New research has revealed that NHS dentistry is still far from being a universal service in Wales. A survey of all dental pratices in Wales shows that only 37 per cent are currently accepting new NHS patients. The Welsh Liberal Democrats have revealed that waiting lists remain stubbornly high with almost two thirds (63%) of dentists accepting NHS patients having waiting times of more than two months long. One extreme case showed a waiting list of six years before a new NHS patient could be accepted.
The Welsh Liberal Democrat survey also revealed that:
- More than half (55%) reported an increase in missed appointments in the last year, costing both time and money.
- More than half of dentists (53%) reported problems with the way the current dental contract operates. 31% believe that the contract needs to change.
- It is far easier for patients to access private dentists. 70% of dentists in Wales are currently accepting new patients - almost double the number of practices accepting new NHS patients.
The Liberal Democrats also claim that despite the new dental contract, established in 2006, there are still considerable problems with dentistry in Wales.

EXCERPTED RECORDS:
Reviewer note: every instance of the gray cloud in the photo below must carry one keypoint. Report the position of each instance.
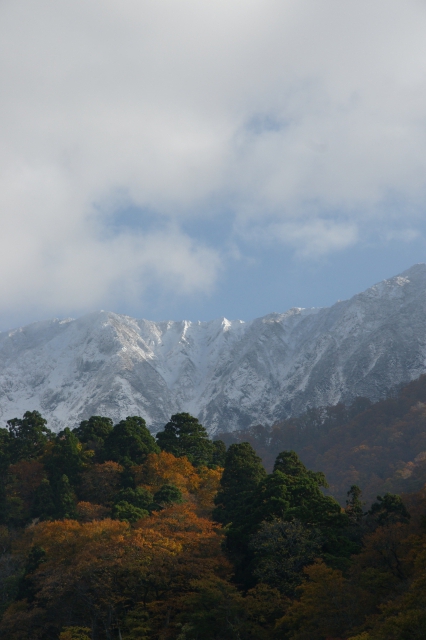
---
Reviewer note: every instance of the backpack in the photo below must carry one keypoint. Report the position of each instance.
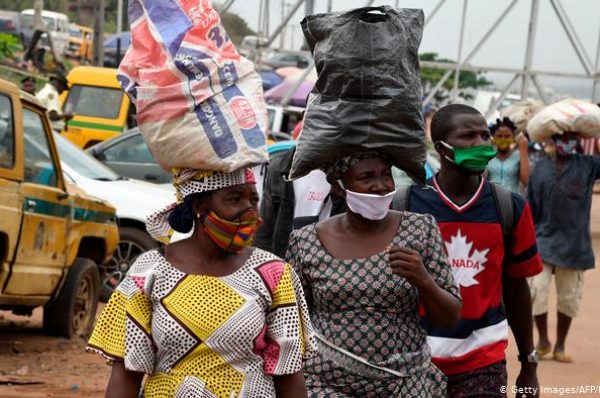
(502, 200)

EXERCISE SET:
(1) Copy out the dentistry article from "- More than half of" down to "practices accepting new NHS patients.", renaming "dental contract" as "dental agreement" each time it appears.
(2) In the Welsh dentistry article, list every percentage written with a % sign or as "per cent".
(3) Pick up the Welsh dentistry article after its final sentence and carry it on.
The records have nothing to do with the text.

LIST OF ANSWERS:
(1)
- More than half of dentists (53%) reported problems with the way the current dental agreement operates. 31% believe that the contract needs to change.
- It is far easier for patients to access private dentists. 70% of dentists in Wales are currently accepting new patients - almost double the number of practices accepting new NHS patients.

(2) 37 per cent, 63%, 55%, 53%, 31%, 70%

(3)
– Kirsty Williams, Leader of the Welsh Liberal Democrats
I believe that dentistry in Wales has been overlooked by the Welsh Government in recent years and the findings of our survey confirm that there are still considerable problems facing the service...This is a shocking state of affairs and shows that poorer patients are being disadvantaged.
The Welsh Government says it recognises that access to NHS dentistry remains difficult in some areas but says it has a commitment to help to tackle localised problems. It claims that in recent years areas that have faced the biggest problems have seen the greatest improvements. It says that 93% of people who have tried to make an NHS appointment in the last three years have been able to.
– Welsh Government statement
In terms of changes to the dental contract, the Welsh Government has already carried out a review and since April 2011 has been running pilot schemes which test new ways of working and remuneration which do not rely on the current contractual arrangements.